2014 NCAA Division I men's basketball championship game
| Kentucky Wildcats | UConn Huskies |
| SEC | AAC |
| (29–10) | (31–8) |
| 54 | 60 |
| Head coach: John Calipari | Head coach: Kevin Ollie |
| AP: NR; Coaches: NR; | AP: 18; Coaches: 19; |
|  | 1st half | 2nd half | Total |
| Kentucky Wildcats | 31 | 23 | 54 |
| UConn Huskies | 35 | 25 | 60 |
- Date: April 7, 2014
- Venue: AT&T Stadium, Arlington, Texas
- MVP: Shabazz Napier, Connecticut
- Favorite: Kentucky by 3
- Referees: Doug Shows, Verne Harris, Joe DeRosa
- Attendance: 79,238
- National anthem: Darius Rucker and the Booker T. Washington High School for the Performing and Visual Arts Jazz Singers

United States TV coverage
- Network: CBS
- Announcers: Jim Nantz (play-by-play) Greg Anthony and Steve Kerr (color) Tracy Wolfson (sideline)
- Nielsen Ratings: 12.4 (21.2 million)

= 2014 NCAA Division I men's basketball championship game =

Men's college basketball tournament game

The 2014 NCAA Division I men's basketball championship game was the final game of the 2014 NCAA Division I men's basketball tournament and determined the national champion for the 2013–14 NCAA Division I men's basketball season. The game was played on April 7, 2014, at AT&T Stadium in Arlington, Texas, between the East Regional Champions, seventh-seeded Connecticut, and the Midwest Regional Champions, eighth-seeded Kentucky.

[DATA EXCERPT]
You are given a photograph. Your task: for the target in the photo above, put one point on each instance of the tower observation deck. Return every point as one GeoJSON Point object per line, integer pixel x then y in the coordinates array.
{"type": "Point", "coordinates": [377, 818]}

[TO DO]
(a) From the article on the 2014 NCAA championship game, extract the passage between "The 2014 NCAA Division I men's basketball championship" and "Champions, eighth-seeded Kentucky.", inclusive.
(b) Continue the article on the 2014 NCAA championship game, starting after its last sentence.

[ANSWERS FOR THIS EXERCISE]
(a)
The 2014 NCAA Division I men's basketball championship game was the final game of the 2014 NCAA Division I men's basketball tournament and determined the national champion for the 2013–14 NCAA Division I men's basketball season. The game was played on April 7, 2014, at AT&T Stadium in Arlington, Texas, between the East Regional Champions, seventh-seeded Connecticut, and the Midwest Regional Champions, eighth-seeded Kentucky.

(b)
UConn got out to a quick start, leading by 15 points in the first half. Kentucky fought back, narrowing the gap to 35–31 at halftime. In the second half, Kentucky got within one point on several occasions, but never took the lead. UConn pulled away in the final minute, winning the game, 60–54.

== Overview ==
The 2014 NCAA Men's Division I Basketball Championship Game was played on April 7, 2014, at AT&T Stadium in Arlington, Texas. It featured the East Regional Champions, seventh-seeded Connecticut (UConn) against the Midwest Regional Champions, eighth-seeded Kentucky. Although Connecticut won the 2011 championship, and Kentucky the 2012 edition, neither team made the 2013 tournament. It was the first championship game since 1966 in which neither finalist was in the previous year's tournament (in 2013, Kentucky participated in the NIT, losing in the first round, while UConn was ineligible for 2013 postseason tournament play due to sanctions imposed on the program for previous years' APR violations). These two teams also met in the Final Four during Connecticut's previous national championship run in 2011, with the Huskies winning 56–55 before beating Butler in the final.

The 2014 national championship game featured the highest combined seeds in NCAA history, surpassing 2011's number 8 vs. number 3 match-up. It was the first ever to not feature a number 1, a number 2, or a number 3 seed. It is the third national championship game not to feature a number 1 or a number 2 seed, with the other two being the 1989 national championship game between number 3 Michigan and number 3 Seton Hall, in which Michigan won, 80–79, in overtime, and the 2011 national championship game between number 3 Connecticut and Butler in which Connecticut won, 53–41.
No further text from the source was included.